> _Extrait du document_:
-------
Un nouveau Godzilla en 2023 ? Une création japonaise ? Qui vient surgir dans un paysage cinématographique où le Godzilla américain, prêt à sortir son quatrième opus et à se mesurer à une horde de gorilles aux côtés de son comparse de toujours, King Kong, dominant et écrasant le box-office. Alors que Hollywood continue sur sa lancée spectaculaire, le Japon prend une direction audacieuse, potentiellement inaugurant une nouvelle franchise. Est-ce une illustration parfaite du contraste entre la décadence d'Hollywood et la vitalité du cinéma japonais ? La réponse est oui. Avec "Godzilla Minus One", le Japon offre une leçon magistrale de cinéma, un véritable bijou de kaiju qui se démarque nettement des monstres d'outre-Atlantique.
Le film débute sur la survie et le désarroi du kamikaze Shikishima après une attaque de Godzilla sur la base militaire de l'île Odo. Survivant à cette attaque, il retourne à Tokyo, ravagée par les bombardements, où il rencontre Noriko Ōishi et un bébé orphelin, Akiko. Shikishima trouve un sens à sa vie en devenant dragueur de mines, un travail qui l'amène finalement à affronter Godzilla de nouveau.
-------
> _Données_:
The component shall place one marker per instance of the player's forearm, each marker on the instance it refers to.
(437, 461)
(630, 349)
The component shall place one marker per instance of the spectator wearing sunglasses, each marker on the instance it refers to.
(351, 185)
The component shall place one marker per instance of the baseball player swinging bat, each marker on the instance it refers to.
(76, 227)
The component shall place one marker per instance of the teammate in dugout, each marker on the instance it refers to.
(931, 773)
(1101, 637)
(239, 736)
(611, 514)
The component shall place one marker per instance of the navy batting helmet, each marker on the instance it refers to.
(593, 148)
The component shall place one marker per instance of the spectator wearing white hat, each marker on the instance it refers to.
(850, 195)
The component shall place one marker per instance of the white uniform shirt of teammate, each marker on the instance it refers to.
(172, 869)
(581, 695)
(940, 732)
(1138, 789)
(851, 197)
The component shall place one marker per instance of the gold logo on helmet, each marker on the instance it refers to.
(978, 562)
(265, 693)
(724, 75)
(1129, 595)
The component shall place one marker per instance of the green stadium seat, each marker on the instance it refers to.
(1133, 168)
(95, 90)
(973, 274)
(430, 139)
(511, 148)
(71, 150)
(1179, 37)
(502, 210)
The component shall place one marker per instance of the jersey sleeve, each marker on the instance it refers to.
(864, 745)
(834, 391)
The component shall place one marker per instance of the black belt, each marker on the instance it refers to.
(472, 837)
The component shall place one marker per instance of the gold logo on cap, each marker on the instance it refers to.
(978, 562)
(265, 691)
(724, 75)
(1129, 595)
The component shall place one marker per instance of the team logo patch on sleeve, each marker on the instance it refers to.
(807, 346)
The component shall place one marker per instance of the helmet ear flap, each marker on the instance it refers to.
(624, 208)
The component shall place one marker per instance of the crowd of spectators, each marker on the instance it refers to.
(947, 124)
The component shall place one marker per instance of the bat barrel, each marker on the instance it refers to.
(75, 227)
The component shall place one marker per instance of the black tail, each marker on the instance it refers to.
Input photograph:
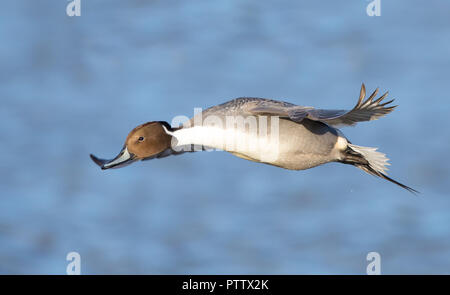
(357, 159)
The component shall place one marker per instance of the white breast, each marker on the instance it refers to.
(257, 144)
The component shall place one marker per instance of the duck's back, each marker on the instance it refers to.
(272, 140)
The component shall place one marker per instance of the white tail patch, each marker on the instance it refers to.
(378, 161)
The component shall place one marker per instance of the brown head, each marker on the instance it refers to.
(144, 141)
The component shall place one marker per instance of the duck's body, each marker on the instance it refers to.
(267, 131)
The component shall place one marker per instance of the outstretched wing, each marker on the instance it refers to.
(365, 110)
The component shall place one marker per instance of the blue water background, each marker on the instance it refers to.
(74, 86)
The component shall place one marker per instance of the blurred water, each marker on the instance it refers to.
(72, 86)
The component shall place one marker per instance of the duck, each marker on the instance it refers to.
(266, 131)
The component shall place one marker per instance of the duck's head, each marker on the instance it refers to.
(145, 141)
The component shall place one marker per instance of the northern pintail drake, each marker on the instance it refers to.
(266, 131)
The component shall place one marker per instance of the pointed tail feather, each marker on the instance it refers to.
(372, 162)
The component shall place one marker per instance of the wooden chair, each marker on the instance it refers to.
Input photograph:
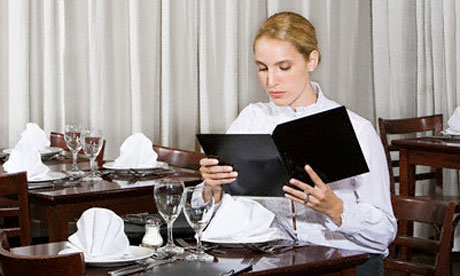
-------
Poursuivez la critique de « Godzilla Minus One » à partir de sa dernière phrase. Les données n'ont aucun lien avec la critique de « Godzilla Minus One ».

> _Réponse_:
Le protagoniste, Kōichi Shikishima, se retrouve confronté à un traumatisme qui surpasse les horreurs de la guerre elle-même. Godzilla, bien plus qu'un simple monstre, devient l'incarnation de ses cauchemars, hantant ses rêves et, progressivement, la réalité de la ville. Tachibana, personnage complexe, va projetter sa colère et sa frustration sur Shikishima, l'accusant d'être responsable des morts pour n'avoir pas agi contre le monstre. Cette culpabilité, un fardeau invisible mais oppressant, s'installe en Shikishima, rongeant son être et le plongeant dans une honte abyssale.
Le film dépeint ensuite un Japon en lambeaux, un paysage post-apocalyptique où les cicatrices de la guerre sont omniprésentes. Dans cet univers dévasté, les trois protagonistes – Noriko, Koichi et le bébé –, tous orphelins, sont contraints de cohabiter, tissant un semblant de famille dans une atmosphère de désolation. Cette coexistence forcée, loin des liens familiaux traditionnels, reflète une société brisée, où les liens du sang sont remplacés par ceux du destin et de la survie.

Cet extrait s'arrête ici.